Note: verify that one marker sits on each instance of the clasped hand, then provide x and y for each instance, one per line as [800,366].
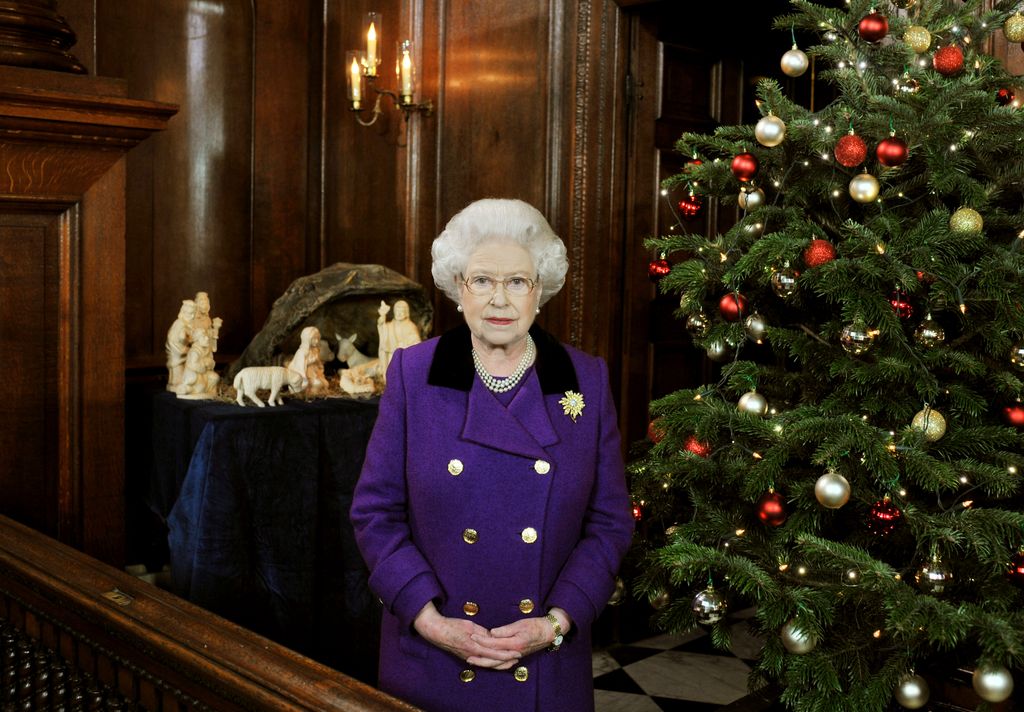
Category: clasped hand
[499,648]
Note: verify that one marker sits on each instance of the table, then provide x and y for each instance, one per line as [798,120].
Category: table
[256,504]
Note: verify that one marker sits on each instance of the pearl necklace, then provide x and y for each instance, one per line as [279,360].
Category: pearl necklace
[503,385]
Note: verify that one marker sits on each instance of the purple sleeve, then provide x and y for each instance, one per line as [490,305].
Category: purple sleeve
[588,578]
[398,572]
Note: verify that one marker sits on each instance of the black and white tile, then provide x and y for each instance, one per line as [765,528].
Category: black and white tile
[667,673]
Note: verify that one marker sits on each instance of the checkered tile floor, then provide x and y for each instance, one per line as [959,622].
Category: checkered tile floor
[673,673]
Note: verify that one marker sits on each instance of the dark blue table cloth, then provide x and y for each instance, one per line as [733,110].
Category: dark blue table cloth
[256,504]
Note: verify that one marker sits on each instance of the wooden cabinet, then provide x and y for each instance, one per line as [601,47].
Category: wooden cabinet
[62,141]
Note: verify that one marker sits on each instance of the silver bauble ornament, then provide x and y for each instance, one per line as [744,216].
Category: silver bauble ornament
[857,338]
[1014,28]
[783,282]
[929,333]
[966,221]
[931,422]
[754,228]
[751,200]
[697,324]
[935,577]
[796,639]
[1017,355]
[918,39]
[709,606]
[864,187]
[659,598]
[832,490]
[794,63]
[911,692]
[992,682]
[770,130]
[754,403]
[718,350]
[620,593]
[756,327]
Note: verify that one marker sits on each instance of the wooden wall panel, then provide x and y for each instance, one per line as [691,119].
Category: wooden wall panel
[29,279]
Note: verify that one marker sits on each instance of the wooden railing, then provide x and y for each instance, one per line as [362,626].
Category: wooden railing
[78,634]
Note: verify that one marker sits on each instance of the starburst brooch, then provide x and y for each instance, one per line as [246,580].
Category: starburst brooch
[572,404]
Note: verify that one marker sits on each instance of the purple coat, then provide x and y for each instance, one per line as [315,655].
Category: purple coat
[493,512]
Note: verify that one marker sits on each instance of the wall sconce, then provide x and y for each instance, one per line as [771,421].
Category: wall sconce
[361,70]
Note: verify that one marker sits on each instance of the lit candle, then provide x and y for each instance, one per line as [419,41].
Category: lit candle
[355,81]
[372,50]
[407,73]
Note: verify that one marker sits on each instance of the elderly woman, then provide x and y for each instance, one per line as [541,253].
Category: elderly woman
[492,508]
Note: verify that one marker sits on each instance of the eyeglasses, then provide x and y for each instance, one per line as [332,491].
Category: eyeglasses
[483,286]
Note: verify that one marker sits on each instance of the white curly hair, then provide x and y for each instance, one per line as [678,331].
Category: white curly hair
[498,219]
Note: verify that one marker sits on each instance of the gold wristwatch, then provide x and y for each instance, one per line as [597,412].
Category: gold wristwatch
[557,642]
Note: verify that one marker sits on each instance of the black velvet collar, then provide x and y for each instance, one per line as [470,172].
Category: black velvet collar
[453,364]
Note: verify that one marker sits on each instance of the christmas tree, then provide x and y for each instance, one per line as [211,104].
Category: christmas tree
[855,471]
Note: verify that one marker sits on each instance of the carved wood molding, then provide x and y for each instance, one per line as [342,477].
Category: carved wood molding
[146,633]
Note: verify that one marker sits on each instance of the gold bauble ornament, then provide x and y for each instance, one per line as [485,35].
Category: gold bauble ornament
[754,403]
[911,692]
[966,221]
[931,422]
[794,63]
[993,683]
[751,200]
[918,39]
[864,187]
[1014,29]
[797,640]
[770,130]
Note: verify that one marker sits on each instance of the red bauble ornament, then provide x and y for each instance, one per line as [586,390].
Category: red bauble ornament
[655,431]
[1015,571]
[884,517]
[850,151]
[771,508]
[732,306]
[696,447]
[744,166]
[1014,415]
[901,305]
[690,206]
[873,27]
[948,60]
[658,268]
[891,152]
[818,252]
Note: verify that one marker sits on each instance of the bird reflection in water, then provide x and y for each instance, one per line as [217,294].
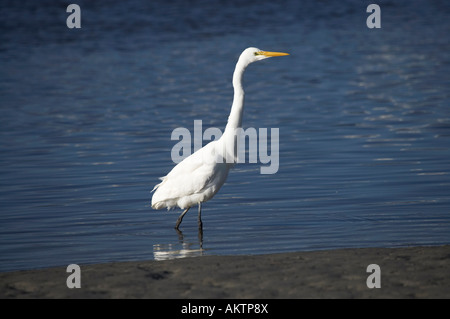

• [Short problem]: How many lines of the records above contain the string “curly”? Reply with the number alone.

• [Reply to the exercise]: 2